_YANG DIKERJAKAN_:
- 1) Menurut kutipan terpilih, negara mana saja yang disebut sebagai pesaing industri kayu Indonesia?
- 2) Hitung berapa baris entri yang memuat kata "rock", dengan membedakan huruf besar dan kecil. Jawab hanya dengan angkanya.

_KUTIPAN TERPILIH_:
- - -
Rapimnas HIMKI di Bali: Adanya Kebijakan Kontraproduktif Membuat Industri Mebel dan Kerajinan Kurang Berkembang
(Baliekbis.com),Adanya kebijakan yang kontraproduktif membuat industri mebel dan kerajinan Indonesia kurang berkembang. Seperti adanya sistem verifikasi dan legalitas kayu (SVLK) yang diberlakukan pemerintah.
“Hal ini membuat harga bahan baku bagi industri kayu tak kompetitif dibanding pesaing kita seperti Malaysia dan Vietnam. Karena untuk mengurus SVLK dan beberapa izin pendukungnya membutuhkan biaya yang sangat besar,” ujar kata Ketua Umum HIMKI (Himpunan Industri Mebel dan Kerajinan Indonesia) Ir. Soenoto didampingi Sekjen HIMKI Abdul Sobur di sela-sela Rapimnas HIMKI di Kuta, Kamis (25/7/2019).
- - -
_DAFTAR ENTRI_:
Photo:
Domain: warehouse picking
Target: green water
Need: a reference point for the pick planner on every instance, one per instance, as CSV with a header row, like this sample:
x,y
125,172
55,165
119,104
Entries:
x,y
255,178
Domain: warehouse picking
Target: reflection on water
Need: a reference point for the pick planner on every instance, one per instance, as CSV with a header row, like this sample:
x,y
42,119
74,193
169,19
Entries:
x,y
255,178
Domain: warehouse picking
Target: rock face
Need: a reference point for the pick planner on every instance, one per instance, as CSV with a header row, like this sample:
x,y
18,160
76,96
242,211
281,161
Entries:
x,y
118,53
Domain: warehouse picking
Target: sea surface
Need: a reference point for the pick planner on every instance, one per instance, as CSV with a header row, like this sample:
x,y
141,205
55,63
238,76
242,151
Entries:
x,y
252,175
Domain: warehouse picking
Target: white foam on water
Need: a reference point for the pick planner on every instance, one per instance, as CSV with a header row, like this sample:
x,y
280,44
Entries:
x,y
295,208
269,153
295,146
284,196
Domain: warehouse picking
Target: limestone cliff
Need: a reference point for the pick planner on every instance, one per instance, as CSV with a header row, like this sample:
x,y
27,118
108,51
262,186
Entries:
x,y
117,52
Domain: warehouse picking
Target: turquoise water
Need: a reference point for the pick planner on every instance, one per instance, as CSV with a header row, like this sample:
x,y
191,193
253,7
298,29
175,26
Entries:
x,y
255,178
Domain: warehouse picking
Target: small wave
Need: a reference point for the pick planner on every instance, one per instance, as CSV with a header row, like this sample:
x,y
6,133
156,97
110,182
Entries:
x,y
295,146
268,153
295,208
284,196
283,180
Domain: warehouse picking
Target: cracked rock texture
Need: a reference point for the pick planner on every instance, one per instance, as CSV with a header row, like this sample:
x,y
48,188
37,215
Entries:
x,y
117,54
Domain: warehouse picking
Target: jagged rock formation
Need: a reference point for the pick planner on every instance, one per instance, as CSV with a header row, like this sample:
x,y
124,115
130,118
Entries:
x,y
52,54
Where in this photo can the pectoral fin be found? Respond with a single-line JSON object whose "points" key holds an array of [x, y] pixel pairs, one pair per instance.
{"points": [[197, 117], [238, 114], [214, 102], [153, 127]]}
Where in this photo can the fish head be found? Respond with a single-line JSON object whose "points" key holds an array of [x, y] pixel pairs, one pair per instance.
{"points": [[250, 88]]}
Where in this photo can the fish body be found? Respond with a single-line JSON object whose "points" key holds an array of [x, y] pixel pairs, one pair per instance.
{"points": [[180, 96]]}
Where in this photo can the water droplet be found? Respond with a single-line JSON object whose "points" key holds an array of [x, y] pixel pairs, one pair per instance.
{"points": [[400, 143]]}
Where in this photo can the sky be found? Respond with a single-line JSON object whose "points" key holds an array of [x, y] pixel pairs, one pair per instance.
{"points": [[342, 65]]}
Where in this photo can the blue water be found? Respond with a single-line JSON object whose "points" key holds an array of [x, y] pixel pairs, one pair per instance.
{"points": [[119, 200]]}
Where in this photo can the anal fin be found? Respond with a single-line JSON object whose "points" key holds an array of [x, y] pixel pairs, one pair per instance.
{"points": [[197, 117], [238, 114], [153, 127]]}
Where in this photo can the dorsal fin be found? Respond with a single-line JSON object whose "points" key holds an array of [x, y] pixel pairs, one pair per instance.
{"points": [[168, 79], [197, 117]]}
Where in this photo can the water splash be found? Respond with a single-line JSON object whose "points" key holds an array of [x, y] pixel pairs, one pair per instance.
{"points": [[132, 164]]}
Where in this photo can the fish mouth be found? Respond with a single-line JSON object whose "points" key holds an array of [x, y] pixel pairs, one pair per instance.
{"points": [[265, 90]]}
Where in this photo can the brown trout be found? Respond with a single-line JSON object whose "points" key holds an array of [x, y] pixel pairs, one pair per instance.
- - -
_JAWABAN TUGAS_:
- 1) Malaysia dan Vietnam.

- 2) 3